[DO THIS] Repeat exactly the lines from the line containing "frame in this photo, one per instance." to the last line of the listing, including both.

[INPUT FOR THIS TASK]
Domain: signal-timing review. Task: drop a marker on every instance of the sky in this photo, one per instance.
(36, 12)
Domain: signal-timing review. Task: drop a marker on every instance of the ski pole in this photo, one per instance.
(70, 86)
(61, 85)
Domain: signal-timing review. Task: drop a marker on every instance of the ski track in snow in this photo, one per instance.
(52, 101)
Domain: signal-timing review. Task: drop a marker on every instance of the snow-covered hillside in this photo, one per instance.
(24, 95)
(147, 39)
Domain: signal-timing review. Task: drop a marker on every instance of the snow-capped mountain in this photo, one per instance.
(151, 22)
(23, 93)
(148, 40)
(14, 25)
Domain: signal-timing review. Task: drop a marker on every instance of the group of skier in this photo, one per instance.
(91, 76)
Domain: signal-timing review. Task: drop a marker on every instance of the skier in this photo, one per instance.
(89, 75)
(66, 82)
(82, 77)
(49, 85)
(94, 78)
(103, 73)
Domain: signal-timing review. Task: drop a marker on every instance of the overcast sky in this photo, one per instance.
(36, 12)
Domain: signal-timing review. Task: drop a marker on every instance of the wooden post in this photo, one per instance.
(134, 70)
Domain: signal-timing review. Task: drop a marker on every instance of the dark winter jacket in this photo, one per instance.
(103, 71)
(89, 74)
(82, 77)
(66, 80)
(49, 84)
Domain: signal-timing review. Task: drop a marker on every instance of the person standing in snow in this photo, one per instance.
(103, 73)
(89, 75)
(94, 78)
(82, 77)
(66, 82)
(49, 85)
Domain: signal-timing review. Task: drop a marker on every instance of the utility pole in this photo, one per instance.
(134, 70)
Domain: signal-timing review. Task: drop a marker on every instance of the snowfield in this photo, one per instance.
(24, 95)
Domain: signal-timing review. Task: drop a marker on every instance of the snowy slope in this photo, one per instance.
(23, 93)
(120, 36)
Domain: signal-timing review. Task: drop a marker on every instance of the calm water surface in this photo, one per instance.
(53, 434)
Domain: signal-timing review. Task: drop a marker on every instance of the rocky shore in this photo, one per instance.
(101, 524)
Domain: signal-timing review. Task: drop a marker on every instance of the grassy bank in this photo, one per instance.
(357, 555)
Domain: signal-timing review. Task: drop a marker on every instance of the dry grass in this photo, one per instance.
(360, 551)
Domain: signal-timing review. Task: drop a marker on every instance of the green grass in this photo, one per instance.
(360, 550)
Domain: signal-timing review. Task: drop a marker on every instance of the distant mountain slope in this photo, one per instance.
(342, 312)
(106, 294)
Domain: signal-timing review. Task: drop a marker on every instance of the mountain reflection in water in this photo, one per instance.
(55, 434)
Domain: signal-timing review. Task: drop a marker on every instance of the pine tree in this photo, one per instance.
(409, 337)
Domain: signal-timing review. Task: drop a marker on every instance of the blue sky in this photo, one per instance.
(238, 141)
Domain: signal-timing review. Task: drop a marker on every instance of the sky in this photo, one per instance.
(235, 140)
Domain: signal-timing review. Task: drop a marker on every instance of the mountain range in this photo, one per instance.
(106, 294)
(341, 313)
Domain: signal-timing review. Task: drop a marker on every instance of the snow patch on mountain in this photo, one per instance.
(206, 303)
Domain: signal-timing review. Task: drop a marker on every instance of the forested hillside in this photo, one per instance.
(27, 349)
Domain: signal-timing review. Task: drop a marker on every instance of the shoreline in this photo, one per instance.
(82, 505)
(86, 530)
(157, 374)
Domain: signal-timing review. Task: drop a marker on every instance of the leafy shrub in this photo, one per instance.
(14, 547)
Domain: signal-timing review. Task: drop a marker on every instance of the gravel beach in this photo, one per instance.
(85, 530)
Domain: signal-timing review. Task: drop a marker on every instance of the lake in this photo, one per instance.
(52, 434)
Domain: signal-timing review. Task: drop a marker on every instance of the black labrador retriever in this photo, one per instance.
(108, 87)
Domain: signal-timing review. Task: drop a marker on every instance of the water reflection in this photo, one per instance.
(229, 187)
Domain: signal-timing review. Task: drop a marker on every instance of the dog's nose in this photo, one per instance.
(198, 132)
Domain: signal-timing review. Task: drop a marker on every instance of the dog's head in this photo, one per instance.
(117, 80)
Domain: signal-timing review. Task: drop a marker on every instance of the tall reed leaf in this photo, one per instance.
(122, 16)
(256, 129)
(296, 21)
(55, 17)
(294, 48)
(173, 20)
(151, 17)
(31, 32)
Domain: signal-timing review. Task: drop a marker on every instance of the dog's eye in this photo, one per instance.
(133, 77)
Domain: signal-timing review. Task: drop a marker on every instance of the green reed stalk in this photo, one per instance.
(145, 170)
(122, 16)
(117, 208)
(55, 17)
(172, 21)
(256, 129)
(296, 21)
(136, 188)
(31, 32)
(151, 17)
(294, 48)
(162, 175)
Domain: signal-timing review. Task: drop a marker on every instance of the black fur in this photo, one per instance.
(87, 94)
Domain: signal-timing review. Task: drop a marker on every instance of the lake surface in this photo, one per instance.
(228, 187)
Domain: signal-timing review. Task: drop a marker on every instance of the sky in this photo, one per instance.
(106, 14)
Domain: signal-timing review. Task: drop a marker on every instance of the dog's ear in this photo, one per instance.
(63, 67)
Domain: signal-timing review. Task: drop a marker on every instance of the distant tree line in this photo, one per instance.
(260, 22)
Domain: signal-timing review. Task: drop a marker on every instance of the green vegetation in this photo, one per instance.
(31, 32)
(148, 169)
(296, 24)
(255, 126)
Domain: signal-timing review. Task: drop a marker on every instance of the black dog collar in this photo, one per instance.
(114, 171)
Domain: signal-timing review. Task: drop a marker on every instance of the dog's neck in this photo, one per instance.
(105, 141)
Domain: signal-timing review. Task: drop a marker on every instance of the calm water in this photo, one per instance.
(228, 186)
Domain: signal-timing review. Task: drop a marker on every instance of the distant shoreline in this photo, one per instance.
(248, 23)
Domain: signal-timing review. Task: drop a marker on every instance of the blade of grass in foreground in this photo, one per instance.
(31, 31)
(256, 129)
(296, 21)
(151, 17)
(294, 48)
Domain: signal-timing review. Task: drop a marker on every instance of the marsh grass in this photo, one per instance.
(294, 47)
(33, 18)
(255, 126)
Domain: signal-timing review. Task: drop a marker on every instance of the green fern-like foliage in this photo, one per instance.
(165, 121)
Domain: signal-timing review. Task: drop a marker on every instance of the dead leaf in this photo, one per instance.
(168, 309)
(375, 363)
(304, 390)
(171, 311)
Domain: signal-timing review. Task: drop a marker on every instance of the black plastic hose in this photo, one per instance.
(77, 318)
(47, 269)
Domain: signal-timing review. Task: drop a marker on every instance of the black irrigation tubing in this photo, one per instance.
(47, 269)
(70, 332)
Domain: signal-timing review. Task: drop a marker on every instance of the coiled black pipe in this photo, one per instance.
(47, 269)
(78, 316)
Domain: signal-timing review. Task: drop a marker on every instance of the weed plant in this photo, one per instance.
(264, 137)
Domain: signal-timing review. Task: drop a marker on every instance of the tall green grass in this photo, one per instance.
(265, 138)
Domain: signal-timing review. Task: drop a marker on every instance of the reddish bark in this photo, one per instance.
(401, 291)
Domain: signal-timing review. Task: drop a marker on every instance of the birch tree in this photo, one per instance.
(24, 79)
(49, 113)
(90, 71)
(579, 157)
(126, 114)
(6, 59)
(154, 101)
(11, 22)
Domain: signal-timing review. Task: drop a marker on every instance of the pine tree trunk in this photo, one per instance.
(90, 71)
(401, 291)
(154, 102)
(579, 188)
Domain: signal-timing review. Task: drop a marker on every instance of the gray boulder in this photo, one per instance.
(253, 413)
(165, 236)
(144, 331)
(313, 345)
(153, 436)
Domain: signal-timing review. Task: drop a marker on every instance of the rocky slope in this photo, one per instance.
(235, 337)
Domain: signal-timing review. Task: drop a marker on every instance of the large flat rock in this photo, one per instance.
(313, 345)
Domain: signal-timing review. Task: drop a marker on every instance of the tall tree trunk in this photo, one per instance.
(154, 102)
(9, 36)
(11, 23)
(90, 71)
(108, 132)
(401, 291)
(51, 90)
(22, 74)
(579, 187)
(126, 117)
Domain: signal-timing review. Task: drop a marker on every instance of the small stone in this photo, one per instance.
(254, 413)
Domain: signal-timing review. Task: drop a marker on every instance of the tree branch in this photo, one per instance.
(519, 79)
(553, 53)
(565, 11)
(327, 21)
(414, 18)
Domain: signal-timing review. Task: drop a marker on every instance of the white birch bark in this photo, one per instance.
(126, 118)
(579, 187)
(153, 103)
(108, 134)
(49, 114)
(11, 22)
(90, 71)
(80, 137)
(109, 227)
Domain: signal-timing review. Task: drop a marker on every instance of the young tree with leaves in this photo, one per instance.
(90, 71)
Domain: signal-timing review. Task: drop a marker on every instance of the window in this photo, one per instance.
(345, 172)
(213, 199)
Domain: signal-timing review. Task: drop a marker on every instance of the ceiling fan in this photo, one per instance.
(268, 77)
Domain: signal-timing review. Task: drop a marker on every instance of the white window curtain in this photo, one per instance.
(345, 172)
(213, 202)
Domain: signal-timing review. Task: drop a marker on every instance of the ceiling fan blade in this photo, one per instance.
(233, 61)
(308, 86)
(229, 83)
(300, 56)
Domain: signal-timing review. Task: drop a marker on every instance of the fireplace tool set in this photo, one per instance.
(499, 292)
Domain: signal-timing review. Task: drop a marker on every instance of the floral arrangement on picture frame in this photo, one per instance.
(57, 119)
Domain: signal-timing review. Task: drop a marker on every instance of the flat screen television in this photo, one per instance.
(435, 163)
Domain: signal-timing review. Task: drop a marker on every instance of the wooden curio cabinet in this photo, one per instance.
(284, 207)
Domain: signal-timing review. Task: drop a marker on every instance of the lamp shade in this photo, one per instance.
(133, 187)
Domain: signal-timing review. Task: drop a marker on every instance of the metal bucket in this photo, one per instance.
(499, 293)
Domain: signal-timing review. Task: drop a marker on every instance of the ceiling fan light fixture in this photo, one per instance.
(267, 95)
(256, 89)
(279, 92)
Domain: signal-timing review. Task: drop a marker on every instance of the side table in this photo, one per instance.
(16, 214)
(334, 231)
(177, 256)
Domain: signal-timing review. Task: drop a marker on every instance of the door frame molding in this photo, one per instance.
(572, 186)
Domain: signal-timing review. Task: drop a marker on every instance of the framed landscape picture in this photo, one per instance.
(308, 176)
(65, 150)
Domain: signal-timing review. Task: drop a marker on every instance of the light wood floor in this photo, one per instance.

[THE OUTPUT]
Domain: signal-timing review. Task: drop a marker on every instance of the floral arrangement on picture frame in this photo, one per instance.
(57, 119)
Domain: signal-timing review. Task: drop a marker on every instance of the flat screen television in this photo, one per instance.
(435, 163)
Domain: signal-timing review. Task: drop a marker on every instance of the wooden curio cabinet in this photo, one per instance.
(284, 207)
Domain: signal-timing review. Task: drop a marker on every instance of the lamp shade in this photo, one per instance.
(133, 187)
Domain: signal-timing review. Task: drop a marker on every instance of the metal bucket in this photo, one per instance.
(499, 293)
Domain: signal-timing review. Task: drop a marker on every instance of the ceiling fan light fixture in this photo, one per instance.
(267, 95)
(256, 89)
(279, 92)
Domain: signal-timing review. Task: drop a marker on every instance of the side table in this photo, one per instance.
(16, 214)
(334, 231)
(177, 256)
Domain: signal-timing review. Task: drop a marker on every instance of the door frame molding in this photo, one per instance.
(572, 186)
Domain: signal-timing review. Task: drop a marker on every instance of the framed landscape picture in this photo, one per instance.
(308, 176)
(65, 150)
Domain: signal-timing review. Task: drop a marker on every instance of the light wood floor in this photo, one per instance.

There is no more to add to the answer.